◆ Records for this exercise:
#####
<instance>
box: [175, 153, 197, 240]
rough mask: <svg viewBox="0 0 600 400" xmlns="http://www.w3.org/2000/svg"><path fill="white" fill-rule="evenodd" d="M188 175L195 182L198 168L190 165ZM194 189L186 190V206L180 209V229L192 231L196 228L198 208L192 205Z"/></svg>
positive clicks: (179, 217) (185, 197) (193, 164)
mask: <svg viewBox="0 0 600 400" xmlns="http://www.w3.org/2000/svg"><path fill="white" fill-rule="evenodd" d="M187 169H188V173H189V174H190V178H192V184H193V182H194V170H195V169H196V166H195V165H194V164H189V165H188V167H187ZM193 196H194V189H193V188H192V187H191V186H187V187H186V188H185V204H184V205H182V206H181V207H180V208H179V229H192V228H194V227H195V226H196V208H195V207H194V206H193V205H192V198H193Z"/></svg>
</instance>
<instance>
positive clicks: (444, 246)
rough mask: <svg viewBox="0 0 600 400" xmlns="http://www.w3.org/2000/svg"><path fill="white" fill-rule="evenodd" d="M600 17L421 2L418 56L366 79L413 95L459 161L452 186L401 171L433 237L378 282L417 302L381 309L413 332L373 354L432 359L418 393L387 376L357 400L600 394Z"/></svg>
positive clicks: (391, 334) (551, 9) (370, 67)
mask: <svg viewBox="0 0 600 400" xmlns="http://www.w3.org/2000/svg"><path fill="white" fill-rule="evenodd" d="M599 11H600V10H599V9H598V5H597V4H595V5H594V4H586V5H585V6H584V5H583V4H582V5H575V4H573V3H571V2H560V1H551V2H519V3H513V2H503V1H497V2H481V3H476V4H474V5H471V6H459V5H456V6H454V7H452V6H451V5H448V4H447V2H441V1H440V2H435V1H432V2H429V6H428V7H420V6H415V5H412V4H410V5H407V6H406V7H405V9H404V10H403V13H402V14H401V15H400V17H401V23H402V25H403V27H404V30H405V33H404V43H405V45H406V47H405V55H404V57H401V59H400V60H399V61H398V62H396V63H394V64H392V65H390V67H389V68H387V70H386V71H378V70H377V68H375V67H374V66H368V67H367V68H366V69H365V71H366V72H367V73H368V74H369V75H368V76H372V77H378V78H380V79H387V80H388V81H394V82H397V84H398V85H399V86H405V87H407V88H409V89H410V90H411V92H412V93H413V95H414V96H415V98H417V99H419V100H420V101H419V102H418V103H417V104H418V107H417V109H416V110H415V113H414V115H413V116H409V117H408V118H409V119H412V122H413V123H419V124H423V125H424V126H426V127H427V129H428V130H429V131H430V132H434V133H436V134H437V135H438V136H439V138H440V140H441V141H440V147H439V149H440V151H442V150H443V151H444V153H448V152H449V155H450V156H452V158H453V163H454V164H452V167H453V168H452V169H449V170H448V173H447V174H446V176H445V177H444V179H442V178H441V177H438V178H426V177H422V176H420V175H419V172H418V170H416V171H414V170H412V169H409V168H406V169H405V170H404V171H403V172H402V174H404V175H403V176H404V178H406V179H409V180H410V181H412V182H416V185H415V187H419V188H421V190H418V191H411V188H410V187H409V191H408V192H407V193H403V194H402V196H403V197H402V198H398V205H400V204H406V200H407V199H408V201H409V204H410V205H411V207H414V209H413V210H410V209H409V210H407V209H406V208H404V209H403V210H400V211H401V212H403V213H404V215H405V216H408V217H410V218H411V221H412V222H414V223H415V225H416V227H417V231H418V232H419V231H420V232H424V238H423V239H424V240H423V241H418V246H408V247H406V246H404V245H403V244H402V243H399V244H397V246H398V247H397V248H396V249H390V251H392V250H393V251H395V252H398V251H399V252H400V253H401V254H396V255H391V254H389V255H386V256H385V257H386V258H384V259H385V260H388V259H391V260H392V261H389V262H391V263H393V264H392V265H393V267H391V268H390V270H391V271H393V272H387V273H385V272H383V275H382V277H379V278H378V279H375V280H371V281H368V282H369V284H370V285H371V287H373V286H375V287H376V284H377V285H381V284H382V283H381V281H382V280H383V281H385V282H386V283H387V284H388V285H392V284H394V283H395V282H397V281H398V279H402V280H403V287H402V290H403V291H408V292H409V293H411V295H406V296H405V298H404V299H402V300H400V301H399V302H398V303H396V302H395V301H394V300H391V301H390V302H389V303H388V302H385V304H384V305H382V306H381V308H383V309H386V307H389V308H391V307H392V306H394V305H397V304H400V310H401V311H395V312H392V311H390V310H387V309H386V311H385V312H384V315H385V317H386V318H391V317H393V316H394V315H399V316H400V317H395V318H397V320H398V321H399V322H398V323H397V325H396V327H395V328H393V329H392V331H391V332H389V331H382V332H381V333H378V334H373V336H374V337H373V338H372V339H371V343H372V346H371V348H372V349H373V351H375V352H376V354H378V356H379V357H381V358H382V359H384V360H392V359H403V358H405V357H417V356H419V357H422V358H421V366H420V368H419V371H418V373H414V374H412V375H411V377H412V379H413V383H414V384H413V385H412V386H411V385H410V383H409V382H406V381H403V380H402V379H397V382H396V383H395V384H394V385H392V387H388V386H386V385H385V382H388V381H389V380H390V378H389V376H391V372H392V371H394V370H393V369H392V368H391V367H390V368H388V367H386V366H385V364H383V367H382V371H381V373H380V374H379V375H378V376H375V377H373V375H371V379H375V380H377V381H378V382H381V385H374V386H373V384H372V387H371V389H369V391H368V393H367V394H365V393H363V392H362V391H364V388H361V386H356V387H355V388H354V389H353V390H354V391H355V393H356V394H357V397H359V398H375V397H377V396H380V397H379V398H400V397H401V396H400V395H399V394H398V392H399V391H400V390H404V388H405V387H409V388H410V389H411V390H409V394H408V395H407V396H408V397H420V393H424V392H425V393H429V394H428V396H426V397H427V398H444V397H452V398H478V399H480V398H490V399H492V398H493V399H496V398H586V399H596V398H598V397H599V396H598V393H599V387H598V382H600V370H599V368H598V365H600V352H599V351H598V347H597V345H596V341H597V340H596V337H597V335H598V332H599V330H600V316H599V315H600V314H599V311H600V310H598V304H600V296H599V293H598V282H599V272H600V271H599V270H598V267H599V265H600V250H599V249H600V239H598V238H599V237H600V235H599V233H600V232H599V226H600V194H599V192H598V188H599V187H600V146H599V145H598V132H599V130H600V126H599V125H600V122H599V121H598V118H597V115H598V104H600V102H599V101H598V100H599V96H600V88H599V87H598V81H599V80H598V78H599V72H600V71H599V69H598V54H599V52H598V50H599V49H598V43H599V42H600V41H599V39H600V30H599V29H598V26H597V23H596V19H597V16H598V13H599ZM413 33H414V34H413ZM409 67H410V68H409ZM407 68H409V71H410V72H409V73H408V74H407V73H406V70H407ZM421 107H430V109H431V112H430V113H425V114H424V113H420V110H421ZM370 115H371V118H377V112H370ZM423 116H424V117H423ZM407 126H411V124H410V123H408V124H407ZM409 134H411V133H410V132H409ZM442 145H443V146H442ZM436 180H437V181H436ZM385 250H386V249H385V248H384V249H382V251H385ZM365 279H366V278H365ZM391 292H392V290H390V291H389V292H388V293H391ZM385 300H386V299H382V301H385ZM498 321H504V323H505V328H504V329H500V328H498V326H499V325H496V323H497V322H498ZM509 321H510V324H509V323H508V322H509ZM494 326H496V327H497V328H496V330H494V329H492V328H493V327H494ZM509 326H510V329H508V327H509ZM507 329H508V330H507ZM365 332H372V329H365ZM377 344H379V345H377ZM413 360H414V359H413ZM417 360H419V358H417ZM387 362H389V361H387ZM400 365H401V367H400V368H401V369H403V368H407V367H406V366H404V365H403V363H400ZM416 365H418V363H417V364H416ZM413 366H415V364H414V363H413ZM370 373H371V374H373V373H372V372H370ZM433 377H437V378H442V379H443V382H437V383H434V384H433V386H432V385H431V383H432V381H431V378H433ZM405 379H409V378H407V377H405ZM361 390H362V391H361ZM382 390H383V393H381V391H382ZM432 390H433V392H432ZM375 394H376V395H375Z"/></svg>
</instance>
#####
◆ What is required:
Copy out all lines from the records where the word "clicks" appears.

◆ Result for this exercise:
positive clicks: (179, 217) (185, 197) (193, 164)
positive clicks: (444, 246)
positive clicks: (391, 334) (551, 9) (370, 67)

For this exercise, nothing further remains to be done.